Required work: Nothing but the lines from the one containing "Locate the kitchen peninsula" through the last line should be written out, please, exactly as they stand.
[Begin Record set]
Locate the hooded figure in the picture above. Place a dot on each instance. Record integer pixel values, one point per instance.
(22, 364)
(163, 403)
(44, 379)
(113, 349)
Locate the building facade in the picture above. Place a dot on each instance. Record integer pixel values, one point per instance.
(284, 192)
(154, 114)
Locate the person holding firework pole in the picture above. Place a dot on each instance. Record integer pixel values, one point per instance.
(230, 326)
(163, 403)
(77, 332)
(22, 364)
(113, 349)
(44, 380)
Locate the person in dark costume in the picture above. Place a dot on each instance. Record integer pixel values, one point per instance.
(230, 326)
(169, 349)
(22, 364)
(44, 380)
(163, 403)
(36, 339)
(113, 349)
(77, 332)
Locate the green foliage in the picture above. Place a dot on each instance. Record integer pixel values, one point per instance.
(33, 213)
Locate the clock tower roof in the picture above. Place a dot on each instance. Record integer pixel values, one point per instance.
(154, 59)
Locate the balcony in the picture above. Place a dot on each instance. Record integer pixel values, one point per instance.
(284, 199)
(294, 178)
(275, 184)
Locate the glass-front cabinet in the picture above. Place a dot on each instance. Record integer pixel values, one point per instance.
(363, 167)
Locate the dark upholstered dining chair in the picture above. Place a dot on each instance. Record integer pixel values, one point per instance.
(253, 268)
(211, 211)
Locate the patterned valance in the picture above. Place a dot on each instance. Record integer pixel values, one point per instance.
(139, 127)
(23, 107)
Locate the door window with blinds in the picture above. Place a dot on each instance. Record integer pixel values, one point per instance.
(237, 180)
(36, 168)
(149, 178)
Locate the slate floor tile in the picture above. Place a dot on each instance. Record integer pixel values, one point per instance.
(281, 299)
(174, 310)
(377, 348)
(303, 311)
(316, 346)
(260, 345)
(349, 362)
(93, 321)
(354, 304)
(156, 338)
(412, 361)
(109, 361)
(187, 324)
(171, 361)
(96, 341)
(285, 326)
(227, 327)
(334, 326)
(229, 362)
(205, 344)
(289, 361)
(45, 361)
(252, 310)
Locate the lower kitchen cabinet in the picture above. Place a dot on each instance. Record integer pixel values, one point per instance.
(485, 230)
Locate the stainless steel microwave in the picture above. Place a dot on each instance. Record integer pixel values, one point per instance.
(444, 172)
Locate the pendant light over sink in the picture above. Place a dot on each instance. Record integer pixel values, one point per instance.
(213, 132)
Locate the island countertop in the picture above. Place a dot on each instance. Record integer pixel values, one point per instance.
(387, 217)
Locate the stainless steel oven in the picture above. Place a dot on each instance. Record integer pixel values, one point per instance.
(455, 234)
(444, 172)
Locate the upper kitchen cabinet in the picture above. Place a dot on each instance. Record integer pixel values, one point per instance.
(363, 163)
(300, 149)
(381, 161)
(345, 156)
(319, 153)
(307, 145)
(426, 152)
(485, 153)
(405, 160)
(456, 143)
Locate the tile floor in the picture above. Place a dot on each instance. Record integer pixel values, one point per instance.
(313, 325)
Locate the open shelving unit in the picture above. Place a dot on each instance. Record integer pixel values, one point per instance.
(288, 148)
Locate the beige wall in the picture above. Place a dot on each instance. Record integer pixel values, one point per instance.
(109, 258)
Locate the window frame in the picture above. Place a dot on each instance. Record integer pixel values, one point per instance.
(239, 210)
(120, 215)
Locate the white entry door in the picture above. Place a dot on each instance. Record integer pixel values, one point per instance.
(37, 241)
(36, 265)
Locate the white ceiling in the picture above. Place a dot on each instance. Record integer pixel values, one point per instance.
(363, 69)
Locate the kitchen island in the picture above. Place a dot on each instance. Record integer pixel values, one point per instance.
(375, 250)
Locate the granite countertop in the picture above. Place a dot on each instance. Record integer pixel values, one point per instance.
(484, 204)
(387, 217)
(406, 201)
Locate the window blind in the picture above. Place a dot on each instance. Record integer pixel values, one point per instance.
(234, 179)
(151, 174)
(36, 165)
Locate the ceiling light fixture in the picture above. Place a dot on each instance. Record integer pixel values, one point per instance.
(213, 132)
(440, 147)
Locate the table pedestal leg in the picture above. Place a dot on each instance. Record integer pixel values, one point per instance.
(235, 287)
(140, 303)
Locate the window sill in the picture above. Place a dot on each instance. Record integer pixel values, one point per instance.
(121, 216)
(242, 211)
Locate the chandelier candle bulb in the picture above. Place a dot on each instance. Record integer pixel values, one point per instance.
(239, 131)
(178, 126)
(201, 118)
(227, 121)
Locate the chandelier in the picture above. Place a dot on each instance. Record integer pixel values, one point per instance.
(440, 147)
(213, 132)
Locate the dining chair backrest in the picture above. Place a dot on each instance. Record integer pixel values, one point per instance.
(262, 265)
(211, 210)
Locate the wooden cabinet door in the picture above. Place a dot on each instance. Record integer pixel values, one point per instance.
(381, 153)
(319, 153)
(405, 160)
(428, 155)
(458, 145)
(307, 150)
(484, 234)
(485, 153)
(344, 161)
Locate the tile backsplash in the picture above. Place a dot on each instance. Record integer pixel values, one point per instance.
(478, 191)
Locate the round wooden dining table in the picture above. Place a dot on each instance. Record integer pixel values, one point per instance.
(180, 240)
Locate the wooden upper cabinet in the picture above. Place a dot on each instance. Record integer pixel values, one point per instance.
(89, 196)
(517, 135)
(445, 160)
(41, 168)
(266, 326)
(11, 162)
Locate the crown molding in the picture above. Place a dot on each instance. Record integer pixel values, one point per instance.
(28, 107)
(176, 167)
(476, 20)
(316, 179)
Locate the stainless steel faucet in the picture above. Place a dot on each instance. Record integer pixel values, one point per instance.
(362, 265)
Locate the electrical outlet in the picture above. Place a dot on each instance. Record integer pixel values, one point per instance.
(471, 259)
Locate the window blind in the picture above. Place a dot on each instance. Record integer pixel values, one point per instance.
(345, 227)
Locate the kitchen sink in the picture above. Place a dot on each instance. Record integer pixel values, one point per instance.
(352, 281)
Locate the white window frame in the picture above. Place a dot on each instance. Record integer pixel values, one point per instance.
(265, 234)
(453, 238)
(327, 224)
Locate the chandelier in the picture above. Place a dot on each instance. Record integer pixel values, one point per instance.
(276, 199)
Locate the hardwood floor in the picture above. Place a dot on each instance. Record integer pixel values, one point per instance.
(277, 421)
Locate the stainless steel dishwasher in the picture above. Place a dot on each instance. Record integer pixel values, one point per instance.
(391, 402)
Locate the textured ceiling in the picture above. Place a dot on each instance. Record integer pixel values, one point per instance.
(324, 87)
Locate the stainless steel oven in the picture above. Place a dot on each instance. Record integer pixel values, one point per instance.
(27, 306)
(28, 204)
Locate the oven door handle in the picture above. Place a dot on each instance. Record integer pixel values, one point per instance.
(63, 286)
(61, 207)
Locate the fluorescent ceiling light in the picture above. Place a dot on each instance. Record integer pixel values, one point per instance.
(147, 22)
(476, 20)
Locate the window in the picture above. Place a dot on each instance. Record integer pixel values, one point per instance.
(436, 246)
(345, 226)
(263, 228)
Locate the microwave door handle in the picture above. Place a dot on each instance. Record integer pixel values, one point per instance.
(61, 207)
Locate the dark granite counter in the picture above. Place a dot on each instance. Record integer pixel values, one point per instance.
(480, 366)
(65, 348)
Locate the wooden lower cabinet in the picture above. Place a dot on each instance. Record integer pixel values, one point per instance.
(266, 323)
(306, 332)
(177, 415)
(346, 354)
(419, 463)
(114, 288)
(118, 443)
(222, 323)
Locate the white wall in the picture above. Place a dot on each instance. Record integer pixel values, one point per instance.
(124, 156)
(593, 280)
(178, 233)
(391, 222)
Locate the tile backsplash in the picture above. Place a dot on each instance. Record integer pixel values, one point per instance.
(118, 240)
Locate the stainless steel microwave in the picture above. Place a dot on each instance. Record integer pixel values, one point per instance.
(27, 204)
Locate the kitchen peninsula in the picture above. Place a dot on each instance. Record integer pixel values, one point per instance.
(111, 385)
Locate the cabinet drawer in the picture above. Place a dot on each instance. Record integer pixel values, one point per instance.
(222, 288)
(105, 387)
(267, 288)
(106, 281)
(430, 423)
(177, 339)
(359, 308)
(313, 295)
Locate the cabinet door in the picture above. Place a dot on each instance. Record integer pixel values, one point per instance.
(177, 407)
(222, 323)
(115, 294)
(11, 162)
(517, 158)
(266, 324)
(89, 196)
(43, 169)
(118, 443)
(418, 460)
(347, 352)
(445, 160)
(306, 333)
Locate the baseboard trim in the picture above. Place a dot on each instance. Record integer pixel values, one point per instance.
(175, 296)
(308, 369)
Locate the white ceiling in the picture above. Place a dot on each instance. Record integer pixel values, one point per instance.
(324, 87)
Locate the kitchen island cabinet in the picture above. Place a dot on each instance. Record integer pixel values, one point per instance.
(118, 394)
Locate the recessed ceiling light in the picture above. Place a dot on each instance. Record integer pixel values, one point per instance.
[End Record set]
Full answer:
Locate the kitchen peninsula in the picture above. Place a dot on each instance. Record integer pixel values, one point per instance.
(111, 385)
Locate the cabinet drawer in the picture above. Place a dot on each instance. Record integer pixel values, one point per instance.
(222, 288)
(105, 387)
(267, 288)
(106, 281)
(430, 423)
(177, 339)
(359, 308)
(313, 295)
Locate the cabinet door in the picture above. Place a dot on each instance. Record integer pixel values, one point per instance.
(177, 407)
(222, 323)
(115, 294)
(11, 162)
(517, 158)
(266, 324)
(89, 196)
(43, 169)
(118, 443)
(418, 460)
(347, 352)
(445, 160)
(306, 333)
Locate the baseboard trim in the picture above. Place a dot on each instance. Record integer pixel values, one point per instance.
(175, 296)
(308, 369)
Locate the white ceiling in the picture above. Place a dot on each instance. Record integer pixel values, one point per instance.
(324, 87)
Locate the kitchen island cabinet in the picture above. Place a dot on each instance. Record integer pixel values, one point per instance.
(118, 394)
Locate the recessed ceiling light in the picture above. Place a dot on each instance. Record integer pixel values, one point per instance.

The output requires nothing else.